Data provided:
******************************
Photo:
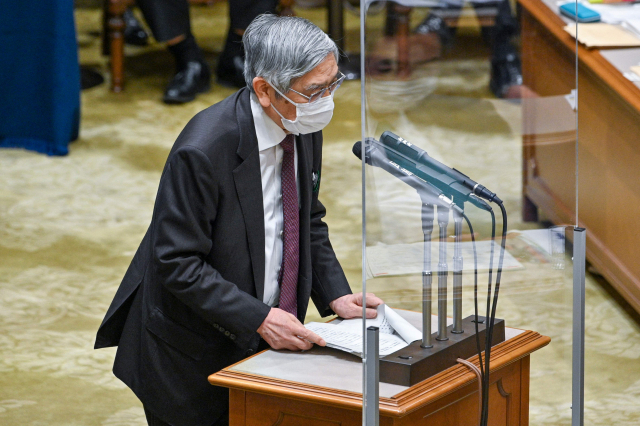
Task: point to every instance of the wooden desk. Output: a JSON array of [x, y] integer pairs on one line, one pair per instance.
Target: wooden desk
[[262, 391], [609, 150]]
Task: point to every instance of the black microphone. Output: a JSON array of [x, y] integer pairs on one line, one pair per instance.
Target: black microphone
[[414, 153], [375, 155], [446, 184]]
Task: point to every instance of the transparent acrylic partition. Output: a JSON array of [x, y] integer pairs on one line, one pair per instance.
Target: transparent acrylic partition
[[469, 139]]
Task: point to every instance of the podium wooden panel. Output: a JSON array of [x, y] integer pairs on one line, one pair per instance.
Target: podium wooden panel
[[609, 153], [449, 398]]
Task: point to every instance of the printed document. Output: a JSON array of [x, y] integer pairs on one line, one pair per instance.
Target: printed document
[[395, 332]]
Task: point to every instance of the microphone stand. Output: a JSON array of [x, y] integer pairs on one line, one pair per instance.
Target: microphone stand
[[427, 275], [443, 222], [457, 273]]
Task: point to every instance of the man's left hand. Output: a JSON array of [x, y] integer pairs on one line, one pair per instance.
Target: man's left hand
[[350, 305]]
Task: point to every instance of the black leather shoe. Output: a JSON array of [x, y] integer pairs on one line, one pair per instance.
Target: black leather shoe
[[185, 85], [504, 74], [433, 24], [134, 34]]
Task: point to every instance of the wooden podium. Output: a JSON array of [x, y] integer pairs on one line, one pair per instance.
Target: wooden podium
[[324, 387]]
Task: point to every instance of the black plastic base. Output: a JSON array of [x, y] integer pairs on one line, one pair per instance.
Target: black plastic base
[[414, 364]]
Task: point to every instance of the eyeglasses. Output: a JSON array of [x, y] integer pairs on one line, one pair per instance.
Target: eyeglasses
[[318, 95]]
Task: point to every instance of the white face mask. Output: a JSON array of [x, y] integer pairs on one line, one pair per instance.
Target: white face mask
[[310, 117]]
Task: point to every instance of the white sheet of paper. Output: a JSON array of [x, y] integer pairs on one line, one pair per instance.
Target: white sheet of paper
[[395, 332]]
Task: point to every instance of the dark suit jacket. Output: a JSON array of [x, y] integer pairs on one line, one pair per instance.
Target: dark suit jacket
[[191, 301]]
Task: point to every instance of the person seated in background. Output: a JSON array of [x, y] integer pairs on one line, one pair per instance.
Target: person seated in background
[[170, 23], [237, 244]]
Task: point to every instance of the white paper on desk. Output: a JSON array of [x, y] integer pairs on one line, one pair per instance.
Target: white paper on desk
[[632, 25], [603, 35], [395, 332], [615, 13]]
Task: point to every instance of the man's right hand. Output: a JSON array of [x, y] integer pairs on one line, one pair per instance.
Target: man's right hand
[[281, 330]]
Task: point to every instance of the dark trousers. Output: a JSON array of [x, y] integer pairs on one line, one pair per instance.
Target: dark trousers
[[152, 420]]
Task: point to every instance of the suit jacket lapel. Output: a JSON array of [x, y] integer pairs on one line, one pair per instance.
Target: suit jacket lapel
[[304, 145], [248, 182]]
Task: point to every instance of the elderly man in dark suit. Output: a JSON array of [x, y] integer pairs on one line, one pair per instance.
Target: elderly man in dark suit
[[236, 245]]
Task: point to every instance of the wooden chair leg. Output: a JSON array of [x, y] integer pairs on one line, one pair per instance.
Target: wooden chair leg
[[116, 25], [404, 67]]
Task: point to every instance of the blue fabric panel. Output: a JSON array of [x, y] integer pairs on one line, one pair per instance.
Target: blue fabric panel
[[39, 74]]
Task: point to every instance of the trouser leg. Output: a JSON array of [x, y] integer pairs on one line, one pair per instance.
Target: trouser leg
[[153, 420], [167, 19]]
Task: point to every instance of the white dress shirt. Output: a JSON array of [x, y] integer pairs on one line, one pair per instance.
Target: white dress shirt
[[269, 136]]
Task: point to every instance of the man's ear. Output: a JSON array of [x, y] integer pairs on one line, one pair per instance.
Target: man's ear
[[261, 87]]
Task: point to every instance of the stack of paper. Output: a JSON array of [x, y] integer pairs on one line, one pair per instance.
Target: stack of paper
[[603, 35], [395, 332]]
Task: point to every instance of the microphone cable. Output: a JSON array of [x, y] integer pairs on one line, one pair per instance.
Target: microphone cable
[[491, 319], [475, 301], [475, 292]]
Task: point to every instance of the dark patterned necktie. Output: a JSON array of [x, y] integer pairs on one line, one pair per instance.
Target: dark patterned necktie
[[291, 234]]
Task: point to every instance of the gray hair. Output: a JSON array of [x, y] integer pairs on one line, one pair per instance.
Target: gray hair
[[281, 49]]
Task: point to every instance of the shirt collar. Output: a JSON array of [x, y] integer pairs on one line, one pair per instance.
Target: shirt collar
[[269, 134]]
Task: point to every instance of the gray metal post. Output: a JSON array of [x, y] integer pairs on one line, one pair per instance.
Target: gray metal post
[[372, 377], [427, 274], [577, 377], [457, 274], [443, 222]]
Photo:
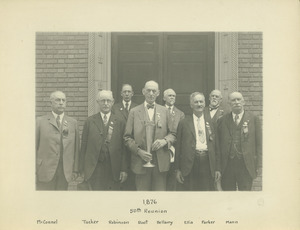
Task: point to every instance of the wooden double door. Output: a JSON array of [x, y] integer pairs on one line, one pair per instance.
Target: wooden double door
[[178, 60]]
******************************
Directive:
Rewrite every row from the line containing "Task: point to every instance of the dark patterned" through the end of the rows, requests included, adding 129 to each x and y coordinate in the answers. Leave the pictures out.

Solved problem:
Task: point to every instance of the dark patterned necktie. Output: a JSON array of [x, y] integer pairs on one line, one pair per instance.
Target: dark patterned necktie
[[420, 363]]
Task: point to every instance of the gray hair. Output: a JSON array of [x, y] integer pairs on one line, one pair per instance.
Target: gray hair
[[410, 178]]
Task: point to every instance of the shirt collar. Output: a JSON array of [x, y] integer pairs on one line, one pair per instance.
Target: shirt collar
[[398, 263]]
Task: point to every instance of the gray metal post. Output: a JSON array of [x, y] integer pairs on one line, one pair per instance.
Target: gray metal post
[[501, 506], [556, 403], [706, 506], [586, 403], [572, 351]]
Photo:
Task: point to every instance of the wooden double door. Output: a JSON array of [x, y] integer pairs on one line, one pair per instance.
Target: wooden double door
[[307, 189]]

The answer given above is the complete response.